Exercise brief: Repeat only part of the entries. Start at the line that has "For each instance, a" and keep going through the last line, exactly as given.

Stored data:
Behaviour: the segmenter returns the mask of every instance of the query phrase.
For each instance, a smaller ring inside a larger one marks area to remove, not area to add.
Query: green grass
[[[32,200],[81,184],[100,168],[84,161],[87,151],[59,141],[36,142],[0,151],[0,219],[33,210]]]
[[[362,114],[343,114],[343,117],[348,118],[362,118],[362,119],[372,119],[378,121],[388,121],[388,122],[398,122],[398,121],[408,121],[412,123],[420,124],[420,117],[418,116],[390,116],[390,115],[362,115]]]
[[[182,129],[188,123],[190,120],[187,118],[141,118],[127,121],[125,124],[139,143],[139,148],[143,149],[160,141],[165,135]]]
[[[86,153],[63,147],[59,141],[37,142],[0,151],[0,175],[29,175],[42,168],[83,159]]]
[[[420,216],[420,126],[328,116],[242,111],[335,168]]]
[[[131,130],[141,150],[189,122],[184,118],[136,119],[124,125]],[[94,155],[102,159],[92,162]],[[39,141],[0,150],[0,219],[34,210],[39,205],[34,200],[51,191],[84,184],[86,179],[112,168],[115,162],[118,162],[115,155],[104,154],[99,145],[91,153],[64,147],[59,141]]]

Answer section:
For each instance, a smaller ring inside a larger one marks area to remove, not area to add.
Query: green grass
[[[32,200],[81,184],[100,168],[84,161],[87,151],[59,141],[36,142],[0,151],[0,219],[33,210]]]
[[[362,114],[343,114],[343,117],[348,118],[362,118],[362,119],[372,119],[378,121],[388,121],[388,122],[398,122],[398,121],[408,121],[412,123],[420,124],[420,117],[418,116],[390,116],[390,115],[362,115]]]
[[[182,129],[188,123],[190,120],[187,118],[141,118],[127,121],[125,124],[139,143],[139,148],[143,149],[160,141],[165,135]]]
[[[86,153],[63,147],[59,141],[37,142],[0,151],[0,175],[29,175],[42,168],[83,159]]]
[[[420,216],[420,126],[328,116],[242,111],[335,168]]]
[[[131,130],[141,150],[189,122],[184,118],[136,119],[124,125]],[[94,155],[102,159],[92,162]],[[39,141],[0,150],[0,219],[34,210],[39,205],[34,200],[51,191],[84,184],[86,179],[112,168],[115,162],[118,162],[115,155],[104,154],[99,145],[91,153],[64,147],[59,141]]]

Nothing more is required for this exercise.